• Quoted passage:
- - -
ANSI's time_t (again).
Ray Butterworth
rbutterworth at watmath.UUCP
Fri Jan 10 02:31:29 AEST 1986
The ANSI standard defines time_t as a system-dependent value which
stores a date (and time). There is a function time() which returns
the time_t value of the current time. There is a function difftime()
which gives the number of seconds between two time_t values. There
are funtions gmtime() and localtime() which will take a time_t value
and convert them to a tm structure which has individual fields for
the values of the year, hour, etc. And there are functions ctime()
and asctime() for converting the time_t and tm structure into human-
format dates.
Notice what is missing? There is only one way of generating a time_t
value, i.e. time().
There isn't an inverse of difftime() which would allow one to generate
a time_t value N seconds in the future or past
And even worse, there isn't an inverse of localtime() or gmtime() which
will convert a tm structure into a time_t. i.e. there is no reasonable
way to portably determine the time_t value of a given date.
One could of course set the system clock to the required date and time,
call time(), and quickly set the system clock back to the correct value
before anyone notices. Not a very good solution.
- - -
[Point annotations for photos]
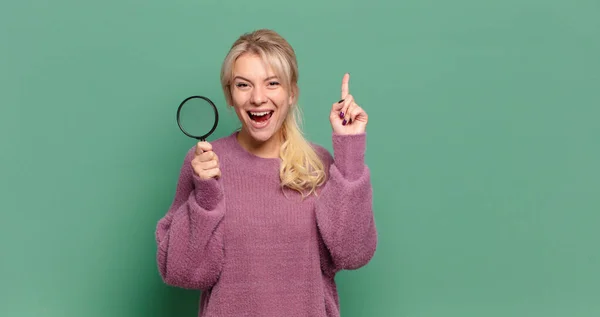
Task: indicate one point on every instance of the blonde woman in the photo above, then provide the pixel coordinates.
(262, 219)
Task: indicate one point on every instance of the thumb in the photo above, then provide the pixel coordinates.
(202, 147)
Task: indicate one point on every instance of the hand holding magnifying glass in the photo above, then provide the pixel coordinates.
(195, 114)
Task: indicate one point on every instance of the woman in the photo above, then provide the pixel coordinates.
(262, 220)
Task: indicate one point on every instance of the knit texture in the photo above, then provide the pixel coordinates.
(255, 249)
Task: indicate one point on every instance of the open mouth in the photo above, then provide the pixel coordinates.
(260, 117)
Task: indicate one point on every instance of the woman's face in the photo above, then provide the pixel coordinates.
(259, 99)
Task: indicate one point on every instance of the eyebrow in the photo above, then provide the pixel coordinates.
(242, 78)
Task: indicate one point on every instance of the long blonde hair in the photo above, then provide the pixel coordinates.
(301, 168)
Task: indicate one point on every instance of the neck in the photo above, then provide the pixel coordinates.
(266, 149)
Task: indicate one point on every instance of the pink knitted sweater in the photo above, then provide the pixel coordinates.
(257, 250)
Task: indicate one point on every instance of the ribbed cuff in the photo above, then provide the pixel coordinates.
(208, 192)
(349, 154)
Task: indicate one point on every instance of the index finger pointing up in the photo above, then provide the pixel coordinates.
(345, 88)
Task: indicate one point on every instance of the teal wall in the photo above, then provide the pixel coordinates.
(484, 147)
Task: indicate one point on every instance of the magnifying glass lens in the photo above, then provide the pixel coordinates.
(197, 117)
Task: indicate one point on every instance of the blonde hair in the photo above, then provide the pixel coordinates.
(301, 168)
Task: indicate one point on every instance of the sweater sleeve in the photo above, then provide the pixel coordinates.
(344, 209)
(189, 237)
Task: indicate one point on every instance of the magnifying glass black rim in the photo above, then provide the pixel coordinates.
(202, 138)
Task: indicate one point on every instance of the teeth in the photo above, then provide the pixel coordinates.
(259, 113)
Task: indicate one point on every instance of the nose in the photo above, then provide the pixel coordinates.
(258, 96)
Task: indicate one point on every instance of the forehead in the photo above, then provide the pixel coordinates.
(253, 66)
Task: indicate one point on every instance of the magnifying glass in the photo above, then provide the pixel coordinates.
(195, 114)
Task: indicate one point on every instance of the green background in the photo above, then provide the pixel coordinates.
(483, 143)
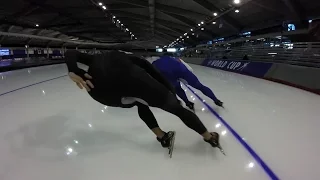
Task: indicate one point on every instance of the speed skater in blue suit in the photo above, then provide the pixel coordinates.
(176, 70)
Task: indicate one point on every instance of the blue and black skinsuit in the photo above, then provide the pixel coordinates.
(175, 71)
(116, 75)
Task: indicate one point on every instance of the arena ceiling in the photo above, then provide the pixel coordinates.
(141, 23)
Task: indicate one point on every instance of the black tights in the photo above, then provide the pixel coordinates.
(188, 118)
(145, 87)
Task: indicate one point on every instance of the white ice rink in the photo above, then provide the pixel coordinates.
(51, 130)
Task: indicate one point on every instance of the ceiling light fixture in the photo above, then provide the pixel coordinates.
(236, 1)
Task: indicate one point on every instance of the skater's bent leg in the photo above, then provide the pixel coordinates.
(147, 116)
(194, 82)
(188, 118)
(157, 95)
(180, 92)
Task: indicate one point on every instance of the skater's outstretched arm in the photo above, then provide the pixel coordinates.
(150, 69)
(77, 75)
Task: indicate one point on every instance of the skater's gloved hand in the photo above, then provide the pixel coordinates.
(81, 82)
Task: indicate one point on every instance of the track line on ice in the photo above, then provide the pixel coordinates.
(264, 166)
(31, 85)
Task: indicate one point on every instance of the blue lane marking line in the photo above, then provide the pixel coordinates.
(265, 167)
(31, 85)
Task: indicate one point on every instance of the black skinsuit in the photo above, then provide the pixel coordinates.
(116, 75)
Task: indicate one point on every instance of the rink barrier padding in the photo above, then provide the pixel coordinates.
(257, 158)
(256, 69)
(32, 85)
(291, 75)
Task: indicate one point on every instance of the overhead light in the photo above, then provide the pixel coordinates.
(236, 1)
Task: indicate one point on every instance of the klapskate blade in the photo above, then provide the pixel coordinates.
(221, 150)
(172, 144)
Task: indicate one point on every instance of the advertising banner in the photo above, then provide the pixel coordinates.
(257, 69)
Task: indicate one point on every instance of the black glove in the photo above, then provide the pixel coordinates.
(81, 73)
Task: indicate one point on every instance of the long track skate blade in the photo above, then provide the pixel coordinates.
(221, 150)
(172, 144)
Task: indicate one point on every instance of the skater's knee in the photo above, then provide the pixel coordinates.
(172, 103)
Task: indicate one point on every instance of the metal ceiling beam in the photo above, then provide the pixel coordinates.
(183, 19)
(55, 39)
(120, 6)
(152, 14)
(296, 8)
(23, 12)
(269, 6)
(160, 7)
(212, 8)
(63, 25)
(128, 15)
(7, 30)
(62, 12)
(37, 33)
(180, 11)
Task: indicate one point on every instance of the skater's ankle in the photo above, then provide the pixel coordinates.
(158, 132)
(207, 136)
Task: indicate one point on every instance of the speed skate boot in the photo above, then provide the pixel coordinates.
(214, 141)
(167, 141)
(190, 105)
(218, 103)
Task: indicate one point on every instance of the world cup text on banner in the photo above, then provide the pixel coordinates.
(244, 67)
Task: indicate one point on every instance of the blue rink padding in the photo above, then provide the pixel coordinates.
(258, 159)
(32, 85)
(256, 69)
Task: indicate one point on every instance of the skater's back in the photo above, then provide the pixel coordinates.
(170, 67)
- - -
• Set problem:
Answer these questions from the post on ANSI's time_t:
(a) What does difftime() give?
(b) What is the only way to generate a time_t value?
(c) Which two functions convert a time_t value into a tm structure?
This material was taken from a different source than the text.

• Result of this task:
(a) The number of seconds between two time_t values.
(b) The function time().
(c) gmtime() and localtime().